● Problem:
Everything from the line that contains "Question. For every instance of the person" through the final line of the records should be written out exactly, and nothing outside that span.

● Data for processing:
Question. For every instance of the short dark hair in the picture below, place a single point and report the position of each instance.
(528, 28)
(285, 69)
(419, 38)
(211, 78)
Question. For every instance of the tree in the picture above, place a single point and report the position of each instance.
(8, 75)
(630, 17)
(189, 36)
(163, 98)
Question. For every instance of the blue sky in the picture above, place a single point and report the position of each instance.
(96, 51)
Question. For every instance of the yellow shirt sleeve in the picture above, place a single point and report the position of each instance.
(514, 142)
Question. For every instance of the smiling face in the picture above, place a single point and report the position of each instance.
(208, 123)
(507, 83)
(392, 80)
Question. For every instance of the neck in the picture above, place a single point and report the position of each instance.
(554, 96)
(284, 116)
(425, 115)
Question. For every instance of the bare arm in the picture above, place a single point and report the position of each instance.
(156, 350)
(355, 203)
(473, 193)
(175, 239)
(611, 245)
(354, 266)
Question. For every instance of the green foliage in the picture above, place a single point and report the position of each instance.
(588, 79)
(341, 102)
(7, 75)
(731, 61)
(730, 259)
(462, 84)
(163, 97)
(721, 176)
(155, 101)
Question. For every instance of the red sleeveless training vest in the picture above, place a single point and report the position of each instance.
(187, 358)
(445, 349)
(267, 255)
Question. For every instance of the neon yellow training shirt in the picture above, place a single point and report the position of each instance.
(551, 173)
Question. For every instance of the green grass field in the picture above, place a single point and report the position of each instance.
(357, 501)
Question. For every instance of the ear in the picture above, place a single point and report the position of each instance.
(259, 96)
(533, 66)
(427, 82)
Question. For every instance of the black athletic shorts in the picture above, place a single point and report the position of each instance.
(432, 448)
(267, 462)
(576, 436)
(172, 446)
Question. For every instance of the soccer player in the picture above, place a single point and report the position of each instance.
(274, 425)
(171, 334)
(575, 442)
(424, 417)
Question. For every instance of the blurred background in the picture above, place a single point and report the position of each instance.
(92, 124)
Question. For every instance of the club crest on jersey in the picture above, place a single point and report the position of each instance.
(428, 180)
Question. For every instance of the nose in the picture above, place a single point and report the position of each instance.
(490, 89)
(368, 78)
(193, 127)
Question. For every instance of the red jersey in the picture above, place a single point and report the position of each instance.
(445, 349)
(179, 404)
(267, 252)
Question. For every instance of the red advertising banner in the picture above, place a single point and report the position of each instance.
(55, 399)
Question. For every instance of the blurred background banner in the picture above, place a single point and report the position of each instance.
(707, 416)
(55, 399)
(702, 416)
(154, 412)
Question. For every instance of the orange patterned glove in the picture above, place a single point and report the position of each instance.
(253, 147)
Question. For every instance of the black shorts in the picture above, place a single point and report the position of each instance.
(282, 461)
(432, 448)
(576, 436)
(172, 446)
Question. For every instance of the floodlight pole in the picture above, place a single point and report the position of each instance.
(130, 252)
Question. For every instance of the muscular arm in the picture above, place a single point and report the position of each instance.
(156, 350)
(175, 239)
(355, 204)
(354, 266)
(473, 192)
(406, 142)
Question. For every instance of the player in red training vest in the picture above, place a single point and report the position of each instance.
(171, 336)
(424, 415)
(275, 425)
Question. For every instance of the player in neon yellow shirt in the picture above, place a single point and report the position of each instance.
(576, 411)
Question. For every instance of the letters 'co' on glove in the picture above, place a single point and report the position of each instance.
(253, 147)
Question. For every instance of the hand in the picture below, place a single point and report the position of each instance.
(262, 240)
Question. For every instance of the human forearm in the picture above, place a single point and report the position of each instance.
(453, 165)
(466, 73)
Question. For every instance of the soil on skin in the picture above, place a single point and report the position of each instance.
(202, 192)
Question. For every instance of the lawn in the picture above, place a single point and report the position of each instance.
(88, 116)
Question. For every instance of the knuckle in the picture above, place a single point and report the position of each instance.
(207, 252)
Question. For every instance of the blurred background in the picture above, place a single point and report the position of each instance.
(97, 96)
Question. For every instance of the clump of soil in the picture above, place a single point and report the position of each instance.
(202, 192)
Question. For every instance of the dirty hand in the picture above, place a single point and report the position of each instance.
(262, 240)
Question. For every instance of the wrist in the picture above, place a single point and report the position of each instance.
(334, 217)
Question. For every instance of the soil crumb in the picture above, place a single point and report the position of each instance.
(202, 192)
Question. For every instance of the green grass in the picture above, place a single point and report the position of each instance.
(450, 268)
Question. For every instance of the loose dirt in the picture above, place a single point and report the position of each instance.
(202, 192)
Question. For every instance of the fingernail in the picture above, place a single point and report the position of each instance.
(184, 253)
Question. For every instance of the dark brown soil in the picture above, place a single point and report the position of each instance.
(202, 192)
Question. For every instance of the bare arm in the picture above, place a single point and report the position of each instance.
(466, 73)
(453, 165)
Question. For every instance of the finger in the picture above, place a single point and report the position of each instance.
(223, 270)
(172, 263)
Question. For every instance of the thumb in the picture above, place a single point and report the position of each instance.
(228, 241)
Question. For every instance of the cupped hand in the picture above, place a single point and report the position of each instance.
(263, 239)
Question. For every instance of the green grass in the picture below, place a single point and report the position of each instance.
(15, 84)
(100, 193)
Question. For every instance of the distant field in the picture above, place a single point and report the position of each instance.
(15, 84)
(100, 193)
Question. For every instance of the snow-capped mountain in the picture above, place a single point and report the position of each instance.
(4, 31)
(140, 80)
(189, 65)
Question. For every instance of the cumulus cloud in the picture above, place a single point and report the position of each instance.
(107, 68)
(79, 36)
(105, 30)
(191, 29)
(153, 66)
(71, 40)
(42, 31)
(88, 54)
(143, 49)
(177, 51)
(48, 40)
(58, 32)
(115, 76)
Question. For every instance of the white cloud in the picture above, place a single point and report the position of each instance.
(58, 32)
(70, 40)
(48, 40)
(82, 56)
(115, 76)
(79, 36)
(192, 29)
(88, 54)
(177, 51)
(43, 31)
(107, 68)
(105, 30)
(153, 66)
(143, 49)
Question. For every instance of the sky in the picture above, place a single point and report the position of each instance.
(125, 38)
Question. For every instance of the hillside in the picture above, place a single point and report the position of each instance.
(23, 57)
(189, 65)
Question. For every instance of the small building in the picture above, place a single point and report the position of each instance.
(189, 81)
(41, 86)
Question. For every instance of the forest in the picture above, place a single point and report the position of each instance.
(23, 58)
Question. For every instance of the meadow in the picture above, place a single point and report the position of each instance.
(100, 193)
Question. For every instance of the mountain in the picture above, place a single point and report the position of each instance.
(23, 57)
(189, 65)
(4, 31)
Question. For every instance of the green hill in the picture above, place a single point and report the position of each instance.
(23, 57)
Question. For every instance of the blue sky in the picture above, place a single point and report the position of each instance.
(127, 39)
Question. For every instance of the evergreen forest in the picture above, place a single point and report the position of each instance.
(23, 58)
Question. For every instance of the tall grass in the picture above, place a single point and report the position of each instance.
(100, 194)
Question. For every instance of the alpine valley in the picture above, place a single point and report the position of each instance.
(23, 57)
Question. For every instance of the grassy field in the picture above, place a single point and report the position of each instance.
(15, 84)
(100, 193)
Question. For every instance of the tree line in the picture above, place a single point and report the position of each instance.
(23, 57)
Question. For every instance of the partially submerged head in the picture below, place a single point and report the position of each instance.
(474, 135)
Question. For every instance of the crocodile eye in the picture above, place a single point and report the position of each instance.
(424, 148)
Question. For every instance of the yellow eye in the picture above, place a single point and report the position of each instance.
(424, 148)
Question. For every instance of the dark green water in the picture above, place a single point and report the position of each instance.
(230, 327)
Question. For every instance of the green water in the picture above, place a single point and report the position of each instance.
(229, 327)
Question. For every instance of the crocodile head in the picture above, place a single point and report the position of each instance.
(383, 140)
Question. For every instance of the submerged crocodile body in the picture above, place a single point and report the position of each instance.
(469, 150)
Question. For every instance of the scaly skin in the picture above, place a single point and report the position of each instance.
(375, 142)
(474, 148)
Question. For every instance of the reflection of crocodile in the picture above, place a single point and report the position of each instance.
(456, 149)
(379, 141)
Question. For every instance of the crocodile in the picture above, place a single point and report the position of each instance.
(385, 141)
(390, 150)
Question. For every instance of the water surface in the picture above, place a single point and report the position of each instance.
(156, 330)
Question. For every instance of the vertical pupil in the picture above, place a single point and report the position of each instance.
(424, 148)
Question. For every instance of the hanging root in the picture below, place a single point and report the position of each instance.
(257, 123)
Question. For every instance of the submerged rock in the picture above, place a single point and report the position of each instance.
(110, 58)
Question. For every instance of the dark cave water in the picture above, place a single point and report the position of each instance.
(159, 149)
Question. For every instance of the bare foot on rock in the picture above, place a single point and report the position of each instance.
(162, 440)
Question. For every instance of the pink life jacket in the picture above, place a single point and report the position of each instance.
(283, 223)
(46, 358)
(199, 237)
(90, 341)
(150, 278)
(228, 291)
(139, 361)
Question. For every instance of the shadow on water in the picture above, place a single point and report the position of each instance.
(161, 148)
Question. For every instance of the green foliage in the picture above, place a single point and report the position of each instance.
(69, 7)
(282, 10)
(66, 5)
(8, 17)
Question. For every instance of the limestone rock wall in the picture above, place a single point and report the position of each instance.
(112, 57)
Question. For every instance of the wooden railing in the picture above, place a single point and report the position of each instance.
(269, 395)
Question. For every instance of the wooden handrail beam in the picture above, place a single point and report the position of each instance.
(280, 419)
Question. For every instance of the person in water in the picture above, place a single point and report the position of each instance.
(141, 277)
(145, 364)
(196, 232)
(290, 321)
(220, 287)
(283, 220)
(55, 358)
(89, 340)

● Response area:
Question. For every instance of the person in water in the picture above, place a single point and report the position of each instance.
(141, 277)
(145, 364)
(196, 232)
(290, 321)
(220, 287)
(283, 220)
(55, 358)
(89, 340)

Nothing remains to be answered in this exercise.